= THE TASK =
Write out the lines below as a JSON list of strings, one string per line, skipping blank lines and leaving out the pictures.

= GIVEN ENTRIES =
## Begin
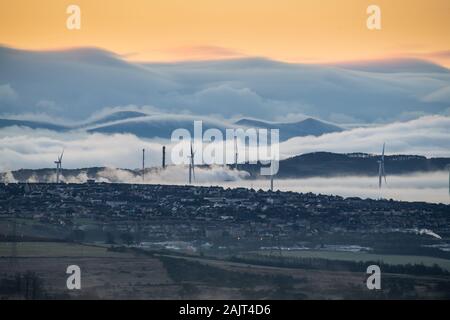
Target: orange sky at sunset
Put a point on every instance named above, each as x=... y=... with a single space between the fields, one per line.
x=287 y=30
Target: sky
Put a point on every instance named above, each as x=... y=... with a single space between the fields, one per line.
x=286 y=30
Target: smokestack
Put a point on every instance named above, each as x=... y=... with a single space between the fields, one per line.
x=164 y=157
x=143 y=165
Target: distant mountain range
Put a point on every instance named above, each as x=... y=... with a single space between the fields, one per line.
x=327 y=164
x=147 y=125
x=318 y=164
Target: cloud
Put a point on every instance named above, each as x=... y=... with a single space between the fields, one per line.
x=86 y=81
x=440 y=95
x=204 y=52
x=7 y=93
x=430 y=187
x=47 y=105
x=22 y=147
x=427 y=136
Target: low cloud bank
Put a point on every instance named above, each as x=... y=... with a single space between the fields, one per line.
x=35 y=148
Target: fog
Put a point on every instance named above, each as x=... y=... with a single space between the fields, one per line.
x=429 y=187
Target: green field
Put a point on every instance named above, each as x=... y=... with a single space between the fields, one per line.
x=362 y=257
x=55 y=249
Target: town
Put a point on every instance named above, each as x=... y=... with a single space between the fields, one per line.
x=212 y=217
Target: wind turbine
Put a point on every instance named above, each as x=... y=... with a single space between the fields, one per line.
x=448 y=168
x=381 y=171
x=235 y=152
x=58 y=163
x=191 y=166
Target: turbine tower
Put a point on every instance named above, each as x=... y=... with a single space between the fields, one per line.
x=143 y=165
x=235 y=152
x=271 y=176
x=381 y=171
x=58 y=163
x=191 y=165
x=448 y=168
x=164 y=157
## End
= THE SOLUTION =
[
  "Target: orange sky at sunset",
  "Put a point on every instance named above, each as x=... y=... with a single space between the fields, one per line.",
  "x=287 y=30",
  "Target: sky",
  "Put a point on every instance named above, each as x=... y=... with a single space between the fields, one per line.",
  "x=286 y=30",
  "Target: smokestack",
  "Put a point on every instance named above, each as x=... y=... with a single space between the fields, one per line.",
  "x=164 y=157",
  "x=143 y=165",
  "Target: distant mountain range",
  "Put a point on every instance named above, each as x=... y=... with a single space between the fields, one per line.",
  "x=327 y=164",
  "x=147 y=125",
  "x=318 y=164",
  "Target: cloud",
  "Put a point on every instance named above, each as x=... y=... with a single space between the fields, one per line.",
  "x=86 y=81",
  "x=440 y=95",
  "x=204 y=52",
  "x=7 y=93",
  "x=430 y=187",
  "x=47 y=105",
  "x=22 y=147",
  "x=427 y=136",
  "Target: low cloud bank",
  "Put a point on every instance named above, each as x=... y=... with a single space between the fields, one per line.",
  "x=35 y=148",
  "Target: fog",
  "Put a point on every instance named above, each as x=... y=... with a single space between the fields, one per line.",
  "x=429 y=187",
  "Target: green field",
  "Put a point on every instance named above, each as x=... y=... with a single space between the fields, one per line.",
  "x=362 y=257",
  "x=55 y=249",
  "Target: town",
  "Put a point on every instance named above, each as x=... y=... with a single space between the fields, one per line.",
  "x=212 y=217",
  "Target: wind turbine",
  "Put a point on every instance named above, each as x=... y=... with a single space between the fields, one per line.",
  "x=448 y=168",
  "x=381 y=171",
  "x=235 y=152",
  "x=58 y=163",
  "x=191 y=166",
  "Target: turbine tower",
  "Put a point on every instance named above, each as x=... y=... with a single space between the fields, one per line.",
  "x=143 y=165",
  "x=235 y=152",
  "x=271 y=176",
  "x=381 y=171",
  "x=58 y=163",
  "x=191 y=165",
  "x=448 y=168",
  "x=164 y=157"
]